What needs to be done: Please copy each line below that contains the word "tacoma".

==============================

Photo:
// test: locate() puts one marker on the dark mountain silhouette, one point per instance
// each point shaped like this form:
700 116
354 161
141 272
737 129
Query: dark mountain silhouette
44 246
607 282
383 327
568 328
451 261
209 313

==============================

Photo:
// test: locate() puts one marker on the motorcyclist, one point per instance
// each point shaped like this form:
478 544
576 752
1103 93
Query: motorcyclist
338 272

==============================

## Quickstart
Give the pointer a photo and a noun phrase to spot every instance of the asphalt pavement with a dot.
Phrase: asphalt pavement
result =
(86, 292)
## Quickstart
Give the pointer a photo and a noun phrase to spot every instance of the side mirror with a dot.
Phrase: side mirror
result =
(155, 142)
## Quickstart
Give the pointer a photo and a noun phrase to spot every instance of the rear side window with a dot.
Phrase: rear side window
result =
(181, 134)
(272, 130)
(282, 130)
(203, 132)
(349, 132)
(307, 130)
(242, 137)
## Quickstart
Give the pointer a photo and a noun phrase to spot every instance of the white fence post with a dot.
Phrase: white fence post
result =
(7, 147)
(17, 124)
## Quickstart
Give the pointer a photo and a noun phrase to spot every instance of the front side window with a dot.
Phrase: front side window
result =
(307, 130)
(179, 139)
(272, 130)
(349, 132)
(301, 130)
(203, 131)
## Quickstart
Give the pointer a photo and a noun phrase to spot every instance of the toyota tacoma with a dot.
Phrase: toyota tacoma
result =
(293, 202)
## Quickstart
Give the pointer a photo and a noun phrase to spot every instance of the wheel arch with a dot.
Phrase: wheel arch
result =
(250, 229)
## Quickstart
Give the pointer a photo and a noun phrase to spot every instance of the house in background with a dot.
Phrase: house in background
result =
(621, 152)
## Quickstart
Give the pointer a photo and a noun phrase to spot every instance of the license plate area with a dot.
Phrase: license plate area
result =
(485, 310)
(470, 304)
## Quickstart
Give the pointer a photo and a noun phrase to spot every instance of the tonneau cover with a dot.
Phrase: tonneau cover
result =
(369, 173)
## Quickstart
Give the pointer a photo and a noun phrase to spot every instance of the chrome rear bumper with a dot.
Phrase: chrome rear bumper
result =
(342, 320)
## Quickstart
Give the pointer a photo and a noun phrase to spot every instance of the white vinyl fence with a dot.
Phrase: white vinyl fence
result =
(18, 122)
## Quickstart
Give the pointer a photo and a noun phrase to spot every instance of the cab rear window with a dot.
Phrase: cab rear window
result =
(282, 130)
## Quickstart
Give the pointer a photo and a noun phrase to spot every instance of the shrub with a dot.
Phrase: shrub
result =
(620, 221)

==============================

Answer space:
Give the pointer a photo and a noun phrase to spot every instance of the toyota tacoma with a dot.
Phrase: toyota tacoma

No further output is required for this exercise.